Regardless of what you think of the decision itself, the leak of a draft Supreme Court decision should be terribly troubling to you if you’re an American citizen who truly cares about the rule of law and the stability of our democracy.

For the most part, government secrecy at any level except for national security and very, very serious personnel issues is completely unnecessary. I’ve pointed out repeatedly – even with experience working in the Legislature – that there’s absolutely no reason for state budget discussions to be held between the two parties in private. The argument that those deliberations require a shield of secrecy is nonsense; that’s really just an excuse for politicians to hide their real views from the public. Often, you’ll see politicians deviate from their supposed public positions in private: Republicans will admit that yes, we need to raise taxes, and Democrats might admit that in fact they need to cut spending once in a while.

What a shocking scandal.

Here in Maine, these discussions that occur under the dome are protected by what politicians and reporters alike call the “working papers” provision: the idea that draft documents and memos ought not to be subject to the full scope of public scrutiny. That’s because it’s a chance for legislators, and their aides, to toss around ideas without the fear that they might end up on the front pages. Again, even as one of the most extreme advocates for public transparency in the state, I mostly agree with this concept: Elected officials and their staff ought to be able to discuss things bluntly without the fear that every word will be reprinted publicly. Unfortunately, the overuse of this provision has led the public to, rightly, view it with suspicion.

-=-=-=-=-

Set problem A:
Repeat the passage from the piece on government secrecy from "For the most" up to and including "a shocking scandal.".

-=-=-=-=-

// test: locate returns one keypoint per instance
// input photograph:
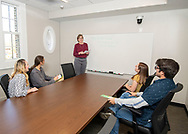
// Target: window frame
(21, 20)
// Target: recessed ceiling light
(64, 1)
(61, 6)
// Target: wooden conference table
(62, 108)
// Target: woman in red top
(80, 53)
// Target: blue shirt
(152, 95)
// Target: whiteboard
(119, 52)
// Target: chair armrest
(135, 111)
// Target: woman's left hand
(112, 100)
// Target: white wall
(37, 20)
(170, 37)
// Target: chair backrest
(68, 70)
(160, 123)
(148, 82)
(4, 81)
(28, 73)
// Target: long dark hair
(143, 72)
(169, 66)
(37, 61)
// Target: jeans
(80, 65)
(122, 112)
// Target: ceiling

-=-=-=-=-

Set problem B:
Format the entries from the line with "woman in red top" up to and including the last line of the entries as a Markdown table with the columns Row and Line, numbering each row and leaving out blank lines.

Task result A:
For the most part, government secrecy at any level except for national security and very, very serious personnel issues is completely unnecessary. I’ve pointed out repeatedly – even with experience working in the Legislature – that there’s absolutely no reason for state budget discussions to be held between the two parties in private. The argument that those deliberations require a shield of secrecy is nonsense; that’s really just an excuse for politicians to hide their real views from the public. Often, you’ll see politicians deviate from their supposed public positions in private: Republicans will admit that yes, we need to raise taxes, and Democrats might admit that in fact they need to cut spending once in a while.

What a shocking scandal.

Task result B:
| Row | Line |
|---|---|
| 1 | // Target: woman in red top |
| 2 | (80, 53) |
| 3 | // Target: blue shirt |
| 4 | (152, 95) |
| 5 | // Target: whiteboard |
| 6 | (119, 52) |
| 7 | // Target: chair armrest |
| 8 | (135, 111) |
| 9 | // Target: woman's left hand |
| 10 | (112, 100) |
| 11 | // Target: white wall |
| 12 | (37, 20) |
| 13 | (170, 37) |
| 14 | // Target: chair backrest |
| 15 | (68, 70) |
| 16 | (160, 123) |
| 17 | (148, 82) |
| 18 | (4, 81) |
| 19 | (28, 73) |
| 20 | // Target: long dark hair |
| 21 | (143, 72) |
| 22 | (169, 66) |
| 23 | (37, 61) |
| 24 | // Target: jeans |
| 25 | (80, 65) |
| 26 | (122, 112) |
| 27 | // Target: ceiling |